> **WHAT IS BEING ASKED**: Each line below that carries the string "segment" must appear in the answer.

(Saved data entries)
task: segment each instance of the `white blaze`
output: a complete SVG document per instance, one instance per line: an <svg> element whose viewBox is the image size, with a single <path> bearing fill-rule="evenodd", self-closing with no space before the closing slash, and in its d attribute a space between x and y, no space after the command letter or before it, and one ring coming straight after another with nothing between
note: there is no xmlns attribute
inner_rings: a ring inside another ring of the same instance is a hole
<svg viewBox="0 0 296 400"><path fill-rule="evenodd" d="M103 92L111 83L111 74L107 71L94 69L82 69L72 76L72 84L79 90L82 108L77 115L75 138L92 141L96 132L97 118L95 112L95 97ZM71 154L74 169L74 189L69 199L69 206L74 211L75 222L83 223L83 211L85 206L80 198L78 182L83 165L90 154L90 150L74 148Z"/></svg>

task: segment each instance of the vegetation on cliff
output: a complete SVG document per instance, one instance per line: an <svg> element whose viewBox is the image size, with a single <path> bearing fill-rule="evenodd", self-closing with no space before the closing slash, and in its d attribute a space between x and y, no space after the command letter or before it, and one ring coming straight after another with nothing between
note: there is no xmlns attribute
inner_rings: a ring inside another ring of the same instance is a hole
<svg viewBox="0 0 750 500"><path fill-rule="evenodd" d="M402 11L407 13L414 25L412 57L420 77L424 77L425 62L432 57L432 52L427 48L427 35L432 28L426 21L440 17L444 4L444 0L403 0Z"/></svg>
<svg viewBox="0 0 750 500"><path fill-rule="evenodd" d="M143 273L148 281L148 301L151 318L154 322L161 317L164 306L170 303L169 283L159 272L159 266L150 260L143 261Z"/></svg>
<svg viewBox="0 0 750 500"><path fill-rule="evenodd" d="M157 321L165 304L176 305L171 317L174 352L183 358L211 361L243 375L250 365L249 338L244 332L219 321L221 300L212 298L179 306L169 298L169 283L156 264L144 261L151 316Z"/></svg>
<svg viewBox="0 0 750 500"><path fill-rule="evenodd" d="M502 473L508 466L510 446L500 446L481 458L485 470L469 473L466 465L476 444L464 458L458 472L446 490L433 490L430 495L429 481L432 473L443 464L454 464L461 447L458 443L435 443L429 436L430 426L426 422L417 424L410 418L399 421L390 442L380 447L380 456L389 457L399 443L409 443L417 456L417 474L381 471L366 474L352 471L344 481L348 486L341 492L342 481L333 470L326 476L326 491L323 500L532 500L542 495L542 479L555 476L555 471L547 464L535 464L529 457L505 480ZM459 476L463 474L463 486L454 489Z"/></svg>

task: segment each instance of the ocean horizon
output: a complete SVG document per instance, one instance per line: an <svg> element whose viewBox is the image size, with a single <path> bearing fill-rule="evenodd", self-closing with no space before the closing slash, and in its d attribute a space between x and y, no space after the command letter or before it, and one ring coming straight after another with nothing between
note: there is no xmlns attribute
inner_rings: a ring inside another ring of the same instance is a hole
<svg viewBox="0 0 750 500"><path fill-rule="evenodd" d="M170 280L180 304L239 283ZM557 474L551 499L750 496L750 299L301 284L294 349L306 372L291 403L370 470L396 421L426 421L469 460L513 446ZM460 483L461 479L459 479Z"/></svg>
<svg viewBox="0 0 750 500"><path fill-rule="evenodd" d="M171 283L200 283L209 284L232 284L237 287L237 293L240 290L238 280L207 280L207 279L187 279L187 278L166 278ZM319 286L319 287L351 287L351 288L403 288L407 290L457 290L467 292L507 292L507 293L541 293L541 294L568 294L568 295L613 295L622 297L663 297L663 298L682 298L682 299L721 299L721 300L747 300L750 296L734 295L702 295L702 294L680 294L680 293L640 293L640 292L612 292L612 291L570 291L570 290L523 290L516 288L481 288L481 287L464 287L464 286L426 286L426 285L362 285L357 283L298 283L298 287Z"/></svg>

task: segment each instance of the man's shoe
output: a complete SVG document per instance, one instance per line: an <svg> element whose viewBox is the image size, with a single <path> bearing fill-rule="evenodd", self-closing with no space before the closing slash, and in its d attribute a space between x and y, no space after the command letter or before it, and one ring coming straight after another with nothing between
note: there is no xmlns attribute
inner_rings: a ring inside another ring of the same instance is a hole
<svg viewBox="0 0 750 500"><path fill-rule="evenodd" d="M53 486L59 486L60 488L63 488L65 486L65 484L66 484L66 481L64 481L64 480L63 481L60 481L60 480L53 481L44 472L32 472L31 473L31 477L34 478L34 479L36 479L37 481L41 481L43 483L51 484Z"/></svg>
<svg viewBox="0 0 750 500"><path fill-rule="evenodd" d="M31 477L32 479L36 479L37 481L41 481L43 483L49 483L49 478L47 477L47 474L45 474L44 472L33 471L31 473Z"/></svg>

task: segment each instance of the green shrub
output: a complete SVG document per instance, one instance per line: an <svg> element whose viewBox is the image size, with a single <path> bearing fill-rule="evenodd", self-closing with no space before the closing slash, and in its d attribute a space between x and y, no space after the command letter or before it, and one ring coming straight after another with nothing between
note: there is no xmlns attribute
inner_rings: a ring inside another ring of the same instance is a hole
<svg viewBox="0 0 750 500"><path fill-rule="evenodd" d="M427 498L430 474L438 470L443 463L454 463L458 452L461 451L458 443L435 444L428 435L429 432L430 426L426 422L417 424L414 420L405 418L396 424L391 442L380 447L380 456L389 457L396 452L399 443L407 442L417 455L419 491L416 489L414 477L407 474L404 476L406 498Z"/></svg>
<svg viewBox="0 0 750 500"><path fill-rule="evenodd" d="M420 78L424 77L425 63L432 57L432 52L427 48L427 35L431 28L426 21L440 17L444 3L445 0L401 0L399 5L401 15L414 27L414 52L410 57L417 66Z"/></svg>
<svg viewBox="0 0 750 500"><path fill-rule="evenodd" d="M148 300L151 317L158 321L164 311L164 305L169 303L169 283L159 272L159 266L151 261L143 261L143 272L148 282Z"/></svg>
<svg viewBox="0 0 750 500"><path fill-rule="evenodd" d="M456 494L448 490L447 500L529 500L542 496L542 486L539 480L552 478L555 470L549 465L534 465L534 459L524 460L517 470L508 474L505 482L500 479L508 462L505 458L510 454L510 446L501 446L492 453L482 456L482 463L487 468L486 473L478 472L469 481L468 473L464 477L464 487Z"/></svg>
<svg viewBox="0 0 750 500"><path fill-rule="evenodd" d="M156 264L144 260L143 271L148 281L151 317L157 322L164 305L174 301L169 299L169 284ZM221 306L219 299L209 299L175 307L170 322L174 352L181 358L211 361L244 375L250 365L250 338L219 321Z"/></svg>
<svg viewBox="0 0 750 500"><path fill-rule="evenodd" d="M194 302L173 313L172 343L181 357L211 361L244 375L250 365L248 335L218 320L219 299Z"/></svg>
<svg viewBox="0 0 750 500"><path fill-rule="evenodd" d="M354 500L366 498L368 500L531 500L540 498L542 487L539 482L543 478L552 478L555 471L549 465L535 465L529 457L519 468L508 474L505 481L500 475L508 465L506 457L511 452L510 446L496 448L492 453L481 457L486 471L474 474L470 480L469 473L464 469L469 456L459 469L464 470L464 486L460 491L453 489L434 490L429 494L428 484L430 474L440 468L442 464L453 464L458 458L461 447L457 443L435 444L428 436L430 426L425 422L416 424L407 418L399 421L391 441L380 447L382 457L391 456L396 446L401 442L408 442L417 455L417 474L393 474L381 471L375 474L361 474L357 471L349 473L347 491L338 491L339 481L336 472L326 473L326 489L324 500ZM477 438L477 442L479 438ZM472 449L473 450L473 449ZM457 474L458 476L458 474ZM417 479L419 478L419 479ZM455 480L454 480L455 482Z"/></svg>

> **RESULT FOR THIS EXERCISE**:
task: segment each instance of the `white blaze`
task: segment each instance of the vegetation on cliff
task: segment each instance of the ocean horizon
task: segment each instance of the man's shoe
task: segment each instance of the green shrub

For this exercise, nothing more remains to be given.